Pointing dataset excerpts

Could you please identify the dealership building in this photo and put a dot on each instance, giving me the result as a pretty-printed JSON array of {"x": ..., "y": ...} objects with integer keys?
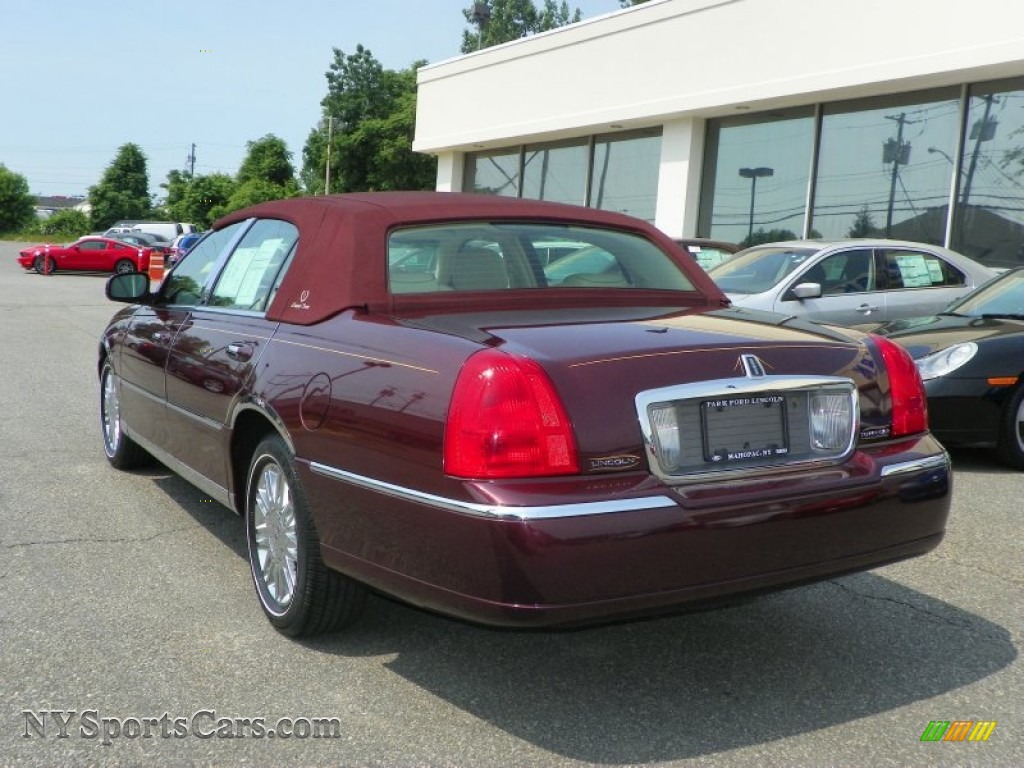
[{"x": 754, "y": 119}]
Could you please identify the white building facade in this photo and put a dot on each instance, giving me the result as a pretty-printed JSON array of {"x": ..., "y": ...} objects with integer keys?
[{"x": 748, "y": 120}]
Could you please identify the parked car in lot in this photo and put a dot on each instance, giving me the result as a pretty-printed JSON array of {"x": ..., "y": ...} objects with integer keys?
[
  {"x": 88, "y": 254},
  {"x": 971, "y": 356},
  {"x": 181, "y": 245},
  {"x": 156, "y": 244},
  {"x": 392, "y": 393},
  {"x": 709, "y": 253},
  {"x": 848, "y": 282}
]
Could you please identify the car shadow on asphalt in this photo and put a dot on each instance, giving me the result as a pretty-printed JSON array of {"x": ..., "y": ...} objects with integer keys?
[
  {"x": 683, "y": 686},
  {"x": 978, "y": 460},
  {"x": 695, "y": 684}
]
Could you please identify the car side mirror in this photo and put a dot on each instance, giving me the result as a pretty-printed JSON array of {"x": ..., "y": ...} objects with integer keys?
[
  {"x": 806, "y": 291},
  {"x": 131, "y": 288}
]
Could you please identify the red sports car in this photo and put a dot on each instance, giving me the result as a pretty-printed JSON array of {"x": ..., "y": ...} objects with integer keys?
[
  {"x": 397, "y": 392},
  {"x": 86, "y": 254}
]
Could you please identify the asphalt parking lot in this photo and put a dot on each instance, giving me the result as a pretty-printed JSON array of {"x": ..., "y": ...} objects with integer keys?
[{"x": 126, "y": 608}]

● EXERCISE DESCRIPTION
Could you rewrite the whole listing above with "photo" replaced by "image" everywhere, changing nothing else and leaving out the pictures?

● OUTPUT FOR THIS TASK
Could you please identify the dealership building in this image and put a dot on each instance, giving me the result as a pretty-printed JSON array of {"x": ..., "y": ...} objects with integer keys?
[{"x": 754, "y": 119}]
Could you please identify the white building facade in this image and put a dot on each instance, giving me the result as a pretty-printed JSON array of {"x": ..., "y": ...} objects with integer keys?
[{"x": 748, "y": 120}]
Could you please identify the parked car in lot in this image and put a dot on each instance, giving me the result as a pretty-printed JSON array of {"x": ..., "y": ...} objects with integer keys?
[
  {"x": 88, "y": 254},
  {"x": 971, "y": 356},
  {"x": 181, "y": 245},
  {"x": 156, "y": 244},
  {"x": 392, "y": 393},
  {"x": 709, "y": 253},
  {"x": 848, "y": 282}
]
Could you please identify the car shadow on asphalt in this image and put a dot on each instance, giving me the result as a pretty-printed JSON array of {"x": ..., "y": ...} objects with integer keys?
[
  {"x": 683, "y": 686},
  {"x": 978, "y": 460},
  {"x": 695, "y": 684}
]
Could you please identify the car side mirror in this image and put a dot on each instance, giving me the result as a pretty-printed JSON array of {"x": ..., "y": ...} objects with integer keys?
[
  {"x": 806, "y": 291},
  {"x": 131, "y": 288}
]
Could you please identify the red sports car in this image and put a dot on each instance, giving me the result as a pretty-printed JSON array of {"x": ..., "y": ...} objects with integer keys?
[
  {"x": 397, "y": 392},
  {"x": 86, "y": 254}
]
Could you please identify the asphalt parking lot in this image and put a dot on each instance, giving me the result as a pretty-printed JSON array of {"x": ..., "y": ...} objects with integer keys?
[{"x": 126, "y": 608}]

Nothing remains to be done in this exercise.